◆ **TO BE DONE**: Rewrite the data below as a numbered list, from its first line up to and including the line with "[[[115,214],[116,206],[113,203],[109,203],[106,206],[109,213]]]", and skip any blank lines. Leave the pictures out of your answer.

◆ **EXTRACTED DATA**:
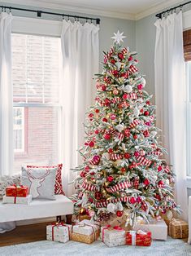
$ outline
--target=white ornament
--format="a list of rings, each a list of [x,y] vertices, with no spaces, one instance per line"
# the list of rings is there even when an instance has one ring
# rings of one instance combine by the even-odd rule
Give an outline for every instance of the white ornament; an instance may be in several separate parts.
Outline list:
[[[132,92],[132,86],[127,85],[126,86],[124,86],[123,88],[123,90],[124,90],[124,92],[130,93],[130,92]]]
[[[122,130],[124,129],[124,124],[117,125],[116,129],[118,131],[122,132]]]
[[[118,210],[124,210],[124,206],[122,205],[122,203],[119,201],[116,203],[116,208]]]
[[[105,158],[106,160],[110,160],[110,154],[107,152],[103,153],[102,158]]]
[[[133,110],[133,114],[136,116],[136,117],[138,117],[139,113],[140,113],[139,108],[137,107],[135,107]]]
[[[156,135],[157,135],[157,132],[156,132],[155,130],[153,130],[153,131],[151,131],[151,133],[150,133],[150,136],[153,137],[153,138],[155,137]]]
[[[114,37],[111,38],[114,39],[114,42],[117,42],[118,44],[120,43],[120,42],[124,42],[123,38],[125,38],[126,37],[123,36],[124,32],[120,33],[119,30],[117,33],[114,33]]]
[[[115,214],[116,206],[113,203],[109,203],[106,206],[109,213]]]

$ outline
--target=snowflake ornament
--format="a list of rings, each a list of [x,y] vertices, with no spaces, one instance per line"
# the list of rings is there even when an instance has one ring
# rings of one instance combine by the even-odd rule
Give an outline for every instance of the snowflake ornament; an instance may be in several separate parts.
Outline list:
[[[123,36],[124,32],[120,33],[119,30],[117,33],[114,33],[114,37],[111,38],[114,39],[114,42],[117,42],[118,44],[120,43],[120,42],[124,42],[123,38],[125,38],[125,36]]]

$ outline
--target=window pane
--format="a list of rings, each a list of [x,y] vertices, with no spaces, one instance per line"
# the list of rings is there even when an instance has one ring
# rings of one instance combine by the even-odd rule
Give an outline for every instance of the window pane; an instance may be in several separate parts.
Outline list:
[[[12,34],[14,101],[58,103],[60,38]]]
[[[59,108],[25,108],[24,154],[15,152],[14,170],[22,165],[52,165],[59,161]],[[17,131],[16,136],[20,136]],[[17,143],[20,143],[18,139]]]

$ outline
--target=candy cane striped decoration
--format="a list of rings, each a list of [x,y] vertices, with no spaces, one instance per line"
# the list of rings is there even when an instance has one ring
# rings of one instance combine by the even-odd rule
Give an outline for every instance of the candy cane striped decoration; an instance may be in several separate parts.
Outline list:
[[[123,183],[120,183],[119,184],[116,184],[113,187],[111,188],[106,188],[106,190],[110,192],[110,193],[115,193],[115,192],[121,190],[121,189],[125,189],[128,188],[132,186],[131,183],[129,181],[124,181]]]
[[[115,103],[119,103],[120,102],[120,98],[119,97],[116,97],[116,98],[114,98],[112,99],[112,103],[115,104]]]
[[[137,161],[139,161],[139,163],[140,163],[141,165],[149,166],[151,164],[151,161],[146,159],[146,158],[144,157],[138,156],[138,157],[137,157]]]
[[[119,159],[122,159],[123,156],[119,155],[119,154],[110,154],[110,159],[111,160],[119,160]]]
[[[94,192],[98,191],[98,188],[97,186],[93,185],[93,184],[89,184],[85,181],[83,182],[81,187],[89,191],[94,191]]]
[[[106,207],[109,203],[117,203],[118,201],[127,202],[128,201],[128,196],[122,196],[119,198],[111,199],[110,201],[98,201],[95,203],[96,208]]]
[[[139,125],[141,123],[140,120],[134,120],[129,126],[130,128],[134,128],[135,126],[137,126],[137,125]]]
[[[131,66],[129,67],[128,71],[129,71],[131,73],[133,73],[137,72],[137,71],[138,71],[138,68],[136,68],[136,67],[133,66],[133,65],[131,65]]]

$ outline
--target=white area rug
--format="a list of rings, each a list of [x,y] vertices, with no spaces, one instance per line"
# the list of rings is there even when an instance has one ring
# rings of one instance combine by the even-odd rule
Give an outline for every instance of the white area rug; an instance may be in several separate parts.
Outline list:
[[[191,255],[191,245],[181,240],[168,238],[167,241],[153,241],[150,247],[119,246],[108,248],[97,241],[91,245],[68,241],[66,244],[48,241],[0,247],[1,256],[188,256]]]

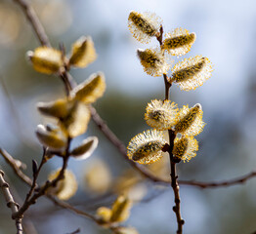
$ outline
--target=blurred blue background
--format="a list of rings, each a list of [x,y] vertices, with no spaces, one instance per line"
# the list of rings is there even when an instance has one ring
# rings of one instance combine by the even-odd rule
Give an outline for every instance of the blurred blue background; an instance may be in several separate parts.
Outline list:
[[[198,136],[200,147],[190,163],[178,165],[181,179],[213,181],[233,178],[256,168],[256,3],[244,1],[202,0],[34,0],[32,5],[42,20],[51,43],[64,44],[66,51],[81,35],[91,35],[98,59],[88,68],[71,70],[77,82],[91,73],[103,71],[107,92],[94,106],[107,125],[126,144],[138,133],[148,129],[144,121],[145,107],[150,99],[163,98],[164,82],[160,77],[144,73],[136,57],[138,48],[148,48],[137,42],[129,32],[129,12],[154,12],[163,20],[168,32],[176,27],[196,33],[191,52],[181,58],[202,55],[214,64],[212,77],[191,92],[179,87],[171,89],[171,99],[182,107],[200,102],[207,123]],[[157,45],[155,40],[149,46]],[[39,115],[36,102],[64,96],[62,82],[55,76],[33,71],[25,53],[38,47],[29,23],[13,1],[0,1],[0,146],[28,165],[40,159],[41,147],[34,130],[48,120]],[[175,58],[178,61],[177,58]],[[118,176],[129,168],[113,146],[97,130],[94,123],[83,137],[100,137],[93,157],[104,160]],[[78,179],[86,165],[70,162],[69,167]],[[54,159],[43,174],[60,165]],[[2,169],[24,198],[27,188],[13,175],[4,160]],[[168,164],[168,161],[167,161]],[[168,176],[168,175],[167,175]],[[42,176],[42,181],[45,177]],[[155,189],[148,182],[150,197]],[[162,188],[160,188],[162,189]],[[173,191],[164,189],[156,198],[143,200],[132,209],[128,225],[140,233],[175,233],[176,221],[172,212]],[[251,234],[256,231],[256,178],[227,188],[199,189],[181,186],[182,214],[186,221],[185,234]],[[73,203],[87,196],[79,190]],[[0,193],[0,233],[14,233],[10,211],[5,208]],[[106,203],[110,203],[106,201]],[[94,210],[97,209],[97,205]],[[52,204],[40,199],[31,208],[30,215],[38,233],[67,233],[81,228],[81,233],[108,233],[83,217],[68,212],[51,210]],[[85,208],[86,209],[86,208]]]

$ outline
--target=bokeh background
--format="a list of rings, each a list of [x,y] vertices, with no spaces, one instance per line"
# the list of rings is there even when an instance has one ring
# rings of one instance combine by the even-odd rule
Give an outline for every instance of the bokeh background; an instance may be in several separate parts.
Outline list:
[[[33,0],[31,4],[55,47],[62,42],[68,52],[72,42],[81,35],[92,36],[98,59],[88,68],[74,69],[71,74],[77,82],[99,70],[106,74],[107,92],[94,106],[125,144],[135,135],[149,129],[144,121],[147,103],[164,96],[162,78],[144,73],[136,58],[137,48],[149,46],[132,38],[127,27],[129,12],[155,12],[163,20],[166,32],[176,27],[195,32],[196,41],[184,58],[206,56],[214,64],[214,72],[195,91],[182,92],[177,86],[171,89],[171,99],[179,107],[200,102],[203,119],[207,123],[197,137],[200,142],[197,156],[190,163],[178,166],[180,178],[218,181],[255,170],[254,0]],[[157,45],[156,41],[149,46],[152,45]],[[35,72],[26,60],[25,53],[38,46],[21,9],[14,1],[1,0],[0,146],[24,161],[28,175],[31,175],[31,159],[39,161],[42,154],[34,130],[37,124],[49,121],[39,115],[36,103],[64,96],[58,77]],[[100,137],[94,155],[82,163],[71,160],[69,168],[80,183],[70,203],[93,214],[101,205],[109,206],[115,195],[92,202],[92,199],[99,197],[99,191],[89,191],[89,184],[84,180],[90,167],[101,160],[111,181],[116,181],[130,168],[93,122],[89,131],[74,144],[92,135]],[[153,170],[157,175],[168,176],[168,159],[163,162],[159,166],[161,171],[159,168]],[[40,180],[44,181],[47,174],[60,167],[60,163],[58,159],[51,160],[43,170]],[[8,176],[8,181],[23,199],[28,188],[13,175],[2,158],[0,165]],[[135,195],[140,197],[141,202],[133,207],[125,224],[136,227],[142,234],[175,233],[173,191],[149,181],[138,187]],[[224,188],[199,189],[182,185],[181,200],[186,234],[251,234],[256,231],[256,178]],[[2,193],[0,201],[0,233],[14,233],[14,221],[10,218]],[[63,234],[78,227],[81,233],[108,233],[88,219],[53,207],[44,198],[39,199],[27,215],[37,233]]]

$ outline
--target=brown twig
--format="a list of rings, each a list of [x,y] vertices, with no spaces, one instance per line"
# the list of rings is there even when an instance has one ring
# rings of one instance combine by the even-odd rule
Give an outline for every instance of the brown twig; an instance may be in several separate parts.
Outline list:
[[[71,233],[66,233],[66,234],[77,234],[80,233],[80,228],[77,228],[75,231],[71,232]]]
[[[26,195],[24,203],[26,203],[29,200],[29,198],[32,196],[32,194],[34,192],[34,189],[37,187],[36,180],[37,180],[37,177],[38,177],[38,176],[40,174],[40,171],[41,171],[43,165],[47,162],[46,155],[47,155],[47,150],[44,147],[44,149],[43,149],[43,156],[42,156],[42,160],[41,160],[40,166],[38,168],[34,168],[35,166],[33,165],[33,182],[32,182],[32,185],[30,187],[29,192]],[[35,164],[35,161],[33,161],[33,163]]]
[[[252,171],[244,176],[241,176],[239,177],[232,178],[232,179],[226,179],[223,181],[217,181],[217,182],[200,182],[200,181],[193,181],[193,180],[180,180],[180,184],[184,185],[191,185],[191,186],[196,186],[199,188],[218,188],[218,187],[228,187],[232,185],[237,185],[240,183],[244,183],[250,178],[253,178],[256,176],[256,171]]]
[[[0,154],[4,157],[6,162],[11,166],[11,168],[14,170],[16,175],[25,183],[27,183],[29,186],[32,184],[32,179],[30,179],[26,175],[22,173],[22,171],[16,165],[16,159],[14,159],[9,153],[6,152],[6,150],[0,148]],[[189,185],[189,186],[195,186],[198,188],[218,188],[218,187],[228,187],[232,185],[236,185],[240,183],[244,183],[250,178],[253,178],[256,176],[256,171],[252,171],[251,173],[248,173],[244,176],[241,176],[236,178],[232,179],[226,179],[223,181],[216,181],[216,182],[201,182],[201,181],[194,181],[194,180],[178,180],[179,184],[183,185]],[[169,185],[169,180],[153,180],[155,182],[159,182],[162,184]]]
[[[79,210],[79,209],[76,209],[76,208],[72,207],[71,205],[69,205],[68,203],[64,202],[64,201],[61,201],[61,200],[57,199],[56,197],[54,197],[54,196],[52,196],[52,195],[47,195],[47,197],[48,197],[55,205],[57,205],[57,206],[59,206],[59,207],[62,207],[62,208],[64,208],[64,209],[69,210],[69,211],[71,211],[71,212],[73,212],[73,213],[75,213],[75,214],[79,214],[79,215],[81,215],[81,216],[88,217],[88,218],[94,220],[95,222],[99,223],[99,219],[98,219],[97,217],[95,217],[94,215],[92,215],[92,214],[88,214],[88,213],[86,213],[86,212],[83,212],[83,211],[81,211],[81,210]]]
[[[5,197],[7,207],[12,211],[12,218],[16,220],[17,234],[22,234],[21,217],[15,217],[14,214],[19,211],[19,205],[14,201],[14,198],[10,192],[9,184],[4,179],[4,172],[0,170],[0,187]]]
[[[45,195],[48,188],[57,186],[58,182],[64,177],[64,171],[67,167],[67,162],[68,162],[68,158],[69,158],[69,146],[70,146],[70,138],[68,138],[68,140],[67,140],[65,154],[64,156],[64,161],[63,161],[63,167],[62,167],[62,170],[60,171],[60,174],[58,175],[58,176],[52,181],[47,180],[43,186],[41,186],[37,189],[36,193],[34,193],[33,196],[30,199],[25,200],[23,205],[19,209],[18,213],[14,214],[14,215],[13,215],[14,217],[20,217],[21,218],[23,215],[24,212],[31,205],[36,203],[36,200],[39,197]]]
[[[163,27],[162,25],[160,26],[160,32],[159,36],[156,38],[160,44],[162,45],[162,35],[163,35]],[[168,77],[166,74],[163,74],[163,79],[164,79],[164,84],[165,84],[165,100],[169,99],[169,93],[170,93],[170,88],[172,86],[171,83],[168,82]],[[173,145],[174,145],[174,139],[175,139],[175,133],[172,130],[168,130],[169,134],[169,156],[170,156],[170,166],[171,166],[171,186],[174,192],[174,202],[175,206],[173,207],[173,211],[176,214],[176,219],[177,219],[177,224],[178,224],[178,230],[177,234],[182,234],[183,233],[183,225],[185,223],[184,219],[182,218],[181,214],[181,198],[180,198],[180,186],[178,183],[178,176],[176,173],[176,163],[179,163],[181,160],[177,159],[174,157],[172,150],[173,150]]]
[[[21,168],[18,166],[18,160],[14,159],[6,150],[0,148],[0,154],[4,157],[5,161],[11,166],[15,174],[22,179],[29,186],[32,185],[33,181],[30,177],[22,173]]]

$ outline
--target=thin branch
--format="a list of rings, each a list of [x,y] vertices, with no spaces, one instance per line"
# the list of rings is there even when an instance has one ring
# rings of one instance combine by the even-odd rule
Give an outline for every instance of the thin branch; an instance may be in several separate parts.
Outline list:
[[[21,162],[19,160],[16,160],[10,155],[6,150],[0,148],[0,154],[4,157],[5,161],[11,166],[11,168],[14,170],[15,174],[23,180],[26,184],[29,186],[32,185],[33,181],[30,177],[28,177],[26,175],[22,173],[21,168],[19,167],[18,163]],[[21,164],[21,163],[20,163]]]
[[[34,9],[25,0],[14,0],[22,9],[27,20],[31,24],[38,40],[43,46],[51,47],[51,43],[48,39],[45,29],[39,20]]]
[[[47,155],[47,150],[46,150],[46,148],[44,147],[43,156],[42,156],[42,160],[41,160],[41,163],[40,163],[39,168],[36,168],[36,169],[33,168],[33,171],[35,170],[36,172],[33,172],[33,182],[32,182],[32,185],[31,185],[31,187],[30,187],[29,192],[28,192],[27,195],[26,195],[26,198],[25,198],[24,203],[26,203],[26,202],[29,200],[29,198],[32,196],[35,188],[37,187],[36,180],[37,180],[37,177],[38,177],[38,176],[39,176],[39,173],[40,173],[43,165],[47,162],[46,155]],[[34,166],[33,166],[33,167],[34,167]]]
[[[160,44],[160,46],[162,45],[162,35],[163,35],[163,27],[161,25],[160,27],[160,32],[159,32],[159,36],[156,38]],[[163,74],[163,79],[164,79],[164,84],[165,84],[165,100],[169,99],[169,93],[170,93],[170,88],[172,86],[172,84],[170,84],[168,82],[168,78],[166,74]],[[174,203],[175,206],[173,207],[173,212],[176,214],[176,219],[177,219],[177,224],[178,224],[178,230],[177,230],[177,234],[182,234],[183,233],[183,225],[185,223],[184,219],[182,218],[182,214],[181,214],[181,197],[180,197],[180,186],[178,183],[178,176],[176,173],[176,163],[179,163],[181,161],[181,159],[177,159],[175,158],[175,156],[173,155],[172,151],[173,151],[173,146],[174,146],[174,139],[175,139],[175,133],[173,130],[168,130],[168,134],[169,134],[169,156],[170,156],[170,168],[171,168],[171,186],[173,189],[173,193],[174,193]]]
[[[64,209],[66,209],[70,212],[75,213],[76,214],[79,214],[81,216],[90,218],[91,220],[93,220],[94,222],[96,222],[98,225],[103,226],[105,228],[108,228],[109,230],[111,230],[113,233],[119,233],[118,230],[120,228],[120,226],[116,226],[113,225],[112,223],[106,223],[106,222],[102,222],[101,219],[99,219],[97,216],[94,216],[84,211],[81,211],[79,209],[76,209],[74,207],[72,207],[71,205],[69,205],[66,202],[64,201],[60,201],[59,199],[57,199],[56,197],[52,196],[52,195],[47,195],[47,197],[57,206],[62,207]]]
[[[76,209],[66,202],[61,201],[61,200],[57,199],[55,196],[52,196],[52,195],[49,194],[49,195],[47,195],[47,198],[49,198],[55,205],[57,205],[59,207],[69,210],[69,211],[71,211],[71,212],[73,212],[73,213],[75,213],[75,214],[77,214],[81,216],[88,217],[88,218],[92,219],[93,221],[95,221],[96,223],[100,222],[100,220],[98,218],[96,218],[94,215],[92,215],[92,214],[90,214],[86,212],[83,212],[79,209]]]
[[[23,214],[25,213],[25,211],[33,204],[36,203],[36,200],[45,195],[46,191],[48,188],[50,187],[55,187],[57,186],[58,182],[60,180],[62,180],[64,177],[64,171],[67,167],[67,162],[68,162],[68,158],[69,158],[69,147],[70,147],[70,140],[71,138],[67,139],[67,144],[66,144],[66,148],[65,148],[65,153],[64,156],[64,161],[63,161],[63,167],[62,170],[60,171],[60,174],[58,175],[58,176],[52,180],[49,181],[47,180],[43,186],[38,187],[36,193],[33,194],[33,196],[28,199],[25,200],[25,202],[23,203],[23,205],[19,209],[18,213],[14,214],[14,217],[21,217],[23,215]],[[32,183],[33,184],[33,183]]]
[[[9,189],[9,184],[4,179],[4,172],[2,170],[0,170],[0,187],[2,188],[7,207],[9,207],[12,211],[12,218],[16,220],[17,234],[22,234],[22,217],[14,217],[14,214],[19,211],[19,205],[14,201],[14,198]]]
[[[75,231],[71,232],[71,233],[66,233],[66,234],[77,234],[80,233],[80,228],[77,228]]]
[[[256,171],[252,171],[251,173],[248,173],[244,176],[241,176],[239,177],[232,178],[232,179],[226,179],[223,181],[217,181],[217,182],[200,182],[200,181],[193,181],[193,180],[179,180],[180,184],[184,185],[191,185],[191,186],[196,186],[199,188],[218,188],[218,187],[228,187],[232,185],[241,184],[245,183],[250,178],[253,178],[256,176]]]

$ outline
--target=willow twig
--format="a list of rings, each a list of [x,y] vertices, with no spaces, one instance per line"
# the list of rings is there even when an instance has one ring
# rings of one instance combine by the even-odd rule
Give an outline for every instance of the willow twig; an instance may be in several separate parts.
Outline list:
[[[163,35],[163,27],[162,25],[160,26],[160,31],[159,31],[159,36],[156,38],[157,41],[159,42],[160,46],[162,45],[162,35]],[[169,93],[170,93],[170,88],[172,86],[171,83],[168,82],[168,77],[166,74],[163,74],[163,79],[164,79],[164,85],[165,85],[165,100],[169,99]],[[184,219],[182,218],[181,214],[181,197],[180,197],[180,186],[178,183],[178,176],[176,173],[176,163],[179,163],[181,160],[177,160],[173,153],[173,145],[174,145],[174,138],[175,138],[175,133],[173,130],[168,130],[169,134],[169,149],[168,153],[170,156],[170,168],[171,168],[171,186],[174,192],[174,202],[175,206],[173,207],[173,211],[176,214],[176,219],[177,219],[177,224],[178,224],[178,230],[177,234],[182,234],[183,233],[183,225],[185,223]]]
[[[58,175],[58,176],[54,180],[52,180],[52,181],[47,180],[43,186],[41,186],[41,187],[39,187],[37,189],[36,193],[34,193],[31,198],[25,200],[23,205],[19,209],[18,213],[13,214],[14,217],[21,217],[21,216],[22,216],[24,212],[31,205],[35,204],[36,200],[39,197],[45,195],[45,193],[46,193],[48,188],[57,186],[58,182],[64,177],[64,171],[65,171],[65,169],[67,167],[67,162],[68,162],[68,158],[69,158],[69,146],[70,146],[70,138],[67,139],[67,144],[66,144],[66,148],[65,148],[65,154],[64,156],[64,161],[63,161],[63,167],[62,167],[62,170],[60,171],[60,174]]]
[[[4,179],[4,172],[0,170],[0,187],[5,197],[7,207],[12,210],[12,218],[16,220],[17,234],[22,234],[22,217],[15,217],[14,214],[19,211],[19,205],[14,201],[14,198],[10,192],[9,184]]]
[[[32,25],[33,30],[36,32],[36,36],[38,38],[38,40],[40,41],[41,45],[48,45],[51,46],[51,43],[47,37],[47,34],[45,33],[45,30],[42,26],[42,23],[40,22],[38,17],[36,16],[33,8],[31,6],[28,6],[28,3],[25,0],[14,0],[18,5],[20,5],[24,15],[26,16],[28,22]],[[32,12],[32,14],[31,14]],[[43,29],[42,29],[43,28]],[[162,28],[161,28],[162,30]],[[39,32],[39,33],[38,33]],[[161,35],[159,35],[157,37],[157,40],[161,41]],[[65,75],[66,78],[64,79],[64,82],[68,82],[70,83],[70,87],[73,89],[76,84],[75,81],[72,79],[72,77],[70,76],[70,74],[68,72],[65,71]],[[167,76],[166,76],[167,77]],[[67,84],[66,84],[67,85]],[[169,91],[168,91],[169,92]],[[166,89],[166,94],[168,93],[167,89]],[[106,129],[107,131],[104,133],[106,135],[106,136],[113,143],[113,145],[118,149],[118,151],[125,156],[125,159],[131,164],[131,166],[137,170],[138,172],[140,172],[142,175],[144,175],[146,177],[148,177],[149,179],[150,179],[153,182],[160,182],[163,184],[170,184],[169,180],[165,180],[162,179],[160,177],[157,177],[155,176],[153,176],[152,174],[150,174],[148,170],[146,170],[145,168],[143,168],[143,166],[138,165],[136,163],[134,163],[131,160],[128,160],[128,157],[126,156],[126,147],[123,144],[122,141],[120,141],[116,136],[115,137],[117,138],[117,141],[113,140],[114,137],[112,138],[111,136],[113,135],[113,133],[107,128],[103,127],[106,125],[106,123],[102,120],[102,118],[100,117],[100,115],[97,113],[95,108],[91,108],[92,111],[92,119],[93,121],[97,124],[97,126],[100,129]],[[107,126],[107,125],[106,125]],[[112,141],[113,140],[113,141]],[[1,152],[0,152],[1,153]],[[12,166],[12,165],[11,165]],[[13,167],[14,169],[14,167]],[[21,170],[20,170],[21,171]],[[252,173],[253,175],[251,176],[246,176],[244,178],[244,180],[242,182],[245,182],[247,179],[252,178],[254,176],[256,176],[256,175],[254,173]],[[18,174],[17,174],[18,175]],[[22,175],[18,175],[22,180],[25,181],[25,178],[22,176]],[[242,176],[243,177],[243,176]],[[214,187],[218,187],[218,186],[230,186],[230,185],[234,185],[234,184],[237,184],[237,183],[241,183],[240,178],[237,179],[231,179],[231,180],[225,180],[225,181],[221,181],[221,182],[200,182],[200,181],[187,181],[187,180],[179,180],[179,184],[186,184],[186,185],[192,185],[192,186],[197,186],[200,188],[214,188]],[[25,181],[26,183],[29,181]]]
[[[18,166],[18,160],[14,159],[12,155],[10,155],[6,150],[0,148],[0,154],[4,157],[5,161],[11,166],[14,170],[15,174],[23,180],[29,186],[32,185],[33,181],[30,177],[28,177],[25,174],[22,173],[21,168]]]

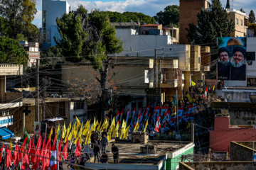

◆ **RESULT OF THIS EXERCISE**:
1. $ outline
2. --target=white ornament
3. --format="a list of rings, each a list of [x,y] vertices, with no spaces, one instance per line"
4. # the list of rings is there even when an instance has one ring
5. # rings of one instance combine by the even-odd rule
6. Give an outline for every instance of the white ornament; an instance may be in several separate parts.
7. Outline list:
8. [[[132,92],[132,86],[127,85],[126,86],[124,86],[123,88],[123,90],[124,90],[124,92],[130,93],[130,92]]]
9. [[[122,130],[124,129],[124,124],[117,125],[116,129],[118,131],[122,132]]]
10. [[[118,210],[124,210],[124,206],[122,205],[122,203],[119,201],[116,203],[116,208]]]
11. [[[105,158],[106,160],[110,160],[110,154],[107,152],[103,153],[102,158]]]
12. [[[133,110],[133,114],[136,116],[136,117],[138,117],[139,113],[140,113],[139,108],[137,107],[135,107]]]
13. [[[156,135],[157,135],[157,132],[156,132],[155,130],[153,130],[153,131],[151,131],[151,133],[150,133],[150,136],[153,137],[153,138],[155,137]]]
14. [[[114,37],[111,38],[114,39],[114,42],[117,42],[118,44],[120,43],[120,42],[124,42],[123,38],[125,38],[126,37],[123,36],[124,32],[120,33],[119,30],[117,33],[114,33]]]
15. [[[115,214],[116,206],[113,203],[109,203],[106,206],[109,213]]]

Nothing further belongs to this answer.